Can you set out every line of the entries below as a Markdown table with two columns, Row for the row number and Line for the line itself, skipping any blank lines?

[Start]

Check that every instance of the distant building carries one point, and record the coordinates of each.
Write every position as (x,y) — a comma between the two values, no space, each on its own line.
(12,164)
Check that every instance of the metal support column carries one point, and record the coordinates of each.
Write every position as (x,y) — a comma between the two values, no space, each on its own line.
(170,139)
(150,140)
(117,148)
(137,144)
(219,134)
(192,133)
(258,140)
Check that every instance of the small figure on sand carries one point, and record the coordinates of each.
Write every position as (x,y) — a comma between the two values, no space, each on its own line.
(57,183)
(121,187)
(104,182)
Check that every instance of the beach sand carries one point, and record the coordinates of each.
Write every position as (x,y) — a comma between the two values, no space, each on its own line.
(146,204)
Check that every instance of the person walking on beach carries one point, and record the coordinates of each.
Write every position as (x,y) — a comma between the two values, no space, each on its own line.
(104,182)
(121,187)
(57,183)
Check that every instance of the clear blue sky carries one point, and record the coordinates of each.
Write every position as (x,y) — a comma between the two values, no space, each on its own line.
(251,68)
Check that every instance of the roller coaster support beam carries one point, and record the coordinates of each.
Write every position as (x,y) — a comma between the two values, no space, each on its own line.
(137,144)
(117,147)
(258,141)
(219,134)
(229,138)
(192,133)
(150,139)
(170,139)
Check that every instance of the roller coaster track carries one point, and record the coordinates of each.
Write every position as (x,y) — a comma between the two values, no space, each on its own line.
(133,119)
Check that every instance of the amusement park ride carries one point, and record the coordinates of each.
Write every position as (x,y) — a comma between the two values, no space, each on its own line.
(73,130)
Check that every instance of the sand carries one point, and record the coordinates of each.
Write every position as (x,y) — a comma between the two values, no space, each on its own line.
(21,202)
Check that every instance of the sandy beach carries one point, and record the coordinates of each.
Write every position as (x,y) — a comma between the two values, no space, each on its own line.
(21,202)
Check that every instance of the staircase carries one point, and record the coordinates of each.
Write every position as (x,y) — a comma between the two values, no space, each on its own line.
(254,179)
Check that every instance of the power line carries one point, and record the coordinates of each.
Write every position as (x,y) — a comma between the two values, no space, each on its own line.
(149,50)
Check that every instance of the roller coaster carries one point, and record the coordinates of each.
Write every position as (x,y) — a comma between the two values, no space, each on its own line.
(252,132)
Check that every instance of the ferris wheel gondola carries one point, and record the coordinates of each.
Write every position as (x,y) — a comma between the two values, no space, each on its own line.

[End]

### Solution for this exercise
| Row | Line |
|---|---|
| 1 | Check that every instance of the distant building carries one point, and record the coordinates of each. |
| 2 | Write every position as (x,y) — a comma between the two values, no space, each on its own line. |
| 3 | (12,164) |
| 4 | Check that every instance of the metal support column carries one point, and record the coordinates of each. |
| 5 | Write every position as (x,y) — a comma between the two values, no space, each on its own line. |
| 6 | (170,139) |
| 7 | (150,140) |
| 8 | (117,148) |
| 9 | (137,144) |
| 10 | (219,134) |
| 11 | (192,133) |
| 12 | (258,140) |
| 13 | Check that every instance of the small figure on sand carries one point, and record the coordinates of each. |
| 14 | Write every position as (x,y) — a comma between the two values, no space, each on its own line. |
| 15 | (57,183) |
| 16 | (121,187) |
| 17 | (104,182) |
| 18 | Check that every instance of the beach sand carries one point, and record the coordinates of each. |
| 19 | Write every position as (x,y) — a comma between the two values, no space, each on its own line. |
| 20 | (146,204) |
| 21 | Check that every instance of the person walking on beach carries one point, and record the coordinates of each. |
| 22 | Write every position as (x,y) — a comma between the two values, no space, each on its own line. |
| 23 | (104,182) |
| 24 | (121,187) |
| 25 | (57,183) |
| 26 | Check that every instance of the clear blue sky carries one point, and record the coordinates of each. |
| 27 | Write every position as (x,y) — a comma between the two values, no space, each on its own line. |
| 28 | (251,68) |
| 29 | Check that every instance of the roller coaster support beam carries one point, and record the coordinates of each. |
| 30 | Write every position as (x,y) — a comma between the two values, no space, each on its own line. |
| 31 | (137,144) |
| 32 | (117,147) |
| 33 | (258,141) |
| 34 | (219,134) |
| 35 | (229,138) |
| 36 | (192,133) |
| 37 | (150,139) |
| 38 | (170,139) |
| 39 | Check that every instance of the roller coaster track carries one point, and record the coordinates of each. |
| 40 | Write every position as (x,y) — a comma between the two values, no space, each on its own line. |
| 41 | (133,119) |
| 42 | Check that every instance of the amusement park ride carries one point, and record the coordinates of each. |
| 43 | Write every position as (x,y) — a comma between the two values, no space, each on its own line. |
| 44 | (73,130) |
| 45 | Check that every instance of the sand carries one point, and record the coordinates of each. |
| 46 | Write every position as (x,y) — a comma between the two values, no space, each on its own line. |
| 47 | (21,202) |
| 48 | Check that every instance of the sandy beach carries one point, and record the coordinates of each. |
| 49 | Write every position as (x,y) — a comma between the two values, no space, each on its own line. |
| 50 | (21,202) |
| 51 | Check that every instance of the staircase carries one point, and record the coordinates of each. |
| 52 | Write every position as (x,y) — a comma between the two values, no space, each on its own line. |
| 53 | (254,179) |
| 54 | Check that every instance of the power line carries one point, and record the coordinates of each. |
| 55 | Write every position as (x,y) — a comma between the two values, no space, each on its own line. |
| 56 | (149,50) |
| 57 | Check that every instance of the roller coaster carries one point, and record the coordinates of each. |
| 58 | Write every position as (x,y) — a comma between the two values, no space, each on its own line. |
| 59 | (252,132) |
| 60 | Check that every instance of the ferris wheel gondola carries one point, and record the coordinates of each. |
| 61 | Write every position as (x,y) — a comma between the two values, no space, each on its own line. |